- _TESTO DI STUDIO_
----------------------------------------

Premettiamo che stiamo parlando di lavori gratificanti: i genitori con una bassa formazione, o lavorano entrambi al 100% o la mamma sta a casa. Più invece una persona è formata più ha possibilità di ottenere un lavoro ben retribuito, che dia soddisfazione e con un datore di lavoro disponibile a concedere flessibilità sui tempi di lavoro.
Sentiamo Danuscia Tschudi: «Il tempo parziale maschile è ancora molto poco diffuso. Le attese sociali sono maggiori sulla carriera dell’uomo che su quella della donna. Tuttavia sono sempre più numerosi gli uomini delle nuove generazioni che vorrebbero partecipare di più alla vita di famiglia diminuendo il proprio orario di lavoro. Capita però che si sentano a disagio a chiederlo, perché vi sono stereotipi che associano il tempo parziale maschile alla pigrizia o a un disinteresse verso la carriera professionale. I datori di lavoro sono molto meno propensi a concedere un tempo parziale agli uomini che alle donne. Ce ne sono un po’ di più tra i docenti, nell’amministrazione pubblica e nelle organizzazioni parapubbliche, ma la percentuale è ancora molto bassa.

----------------------------------------

(Voci del dataset)
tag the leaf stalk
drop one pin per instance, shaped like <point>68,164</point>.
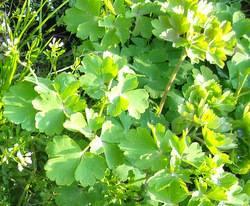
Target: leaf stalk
<point>170,82</point>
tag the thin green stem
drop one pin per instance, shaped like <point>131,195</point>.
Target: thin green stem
<point>241,86</point>
<point>30,22</point>
<point>170,82</point>
<point>44,21</point>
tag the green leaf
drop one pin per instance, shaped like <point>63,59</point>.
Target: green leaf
<point>167,188</point>
<point>143,27</point>
<point>68,163</point>
<point>18,105</point>
<point>193,155</point>
<point>64,156</point>
<point>71,195</point>
<point>141,150</point>
<point>122,26</point>
<point>91,168</point>
<point>92,7</point>
<point>125,96</point>
<point>90,28</point>
<point>112,134</point>
<point>77,123</point>
<point>98,74</point>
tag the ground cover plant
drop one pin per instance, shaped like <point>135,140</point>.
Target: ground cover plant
<point>125,102</point>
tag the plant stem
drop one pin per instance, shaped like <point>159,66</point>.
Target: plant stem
<point>241,86</point>
<point>170,82</point>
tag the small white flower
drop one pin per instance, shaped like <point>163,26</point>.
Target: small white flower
<point>20,167</point>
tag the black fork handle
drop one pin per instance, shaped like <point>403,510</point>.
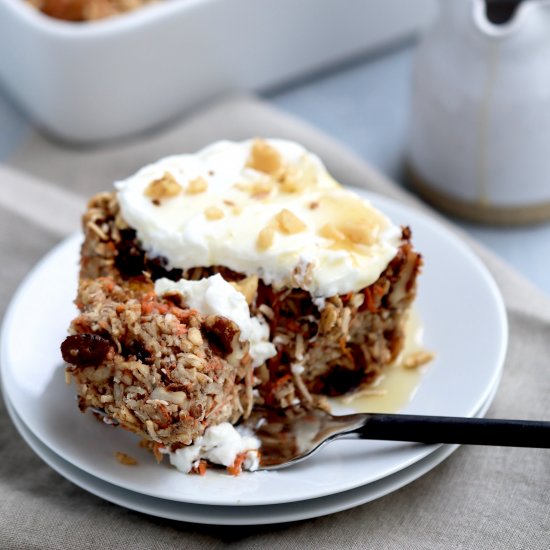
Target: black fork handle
<point>455,430</point>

----------------------------------------

- _COSA FARAI_
(A) Nel testo sul tempo parziale, in quali ambiti si trovano un po' più uomini che lavorano a tempo parziale?
(B) Indica se ciascuna affermazione concorda con il testo sul tempo parziale, rispondendo sì o no e citando le parole decisive. (i) Il tempo parziale maschile è molto diffuso. (ii) I datori di lavoro concedono il tempo parziale più volentieri alle donne che agli uomini. (iii) Esistono stereotipi che collegano il tempo parziale maschile alla pigrizia.
(C) Per favore, rinomina "la mamma" in "il papà" e riscrivi tutto il passo del testo sul tempo parziale, da "Premettiamo che stiamo" giù fino a "tempi di lavoro.".

- _RISPOSTE PER PUNTO_
(A) Tra i docenti, nell'amministrazione pubblica e nelle organizzazioni parapubbliche.

(B)
(i) No: «Il tempo parziale maschile è ancora molto poco diffuso.»
(ii) Sì: «I datori di lavoro sono molto meno propensi a concedere un tempo parziale agli uomini che alle donne.»
(iii) Sì: «vi sono stereotipi che associano il tempo parziale maschile alla pigrizia»

(C)
Premettiamo che stiamo parlando di lavori gratificanti: i genitori con una bassa formazione, o lavorano entrambi al 100% o il papà sta a casa. Più invece una persona è formata più ha possibilità di ottenere un lavoro ben retribuito, che dia soddisfazione e con un datore di lavoro disponibile a concedere flessibilità sui tempi di lavoro.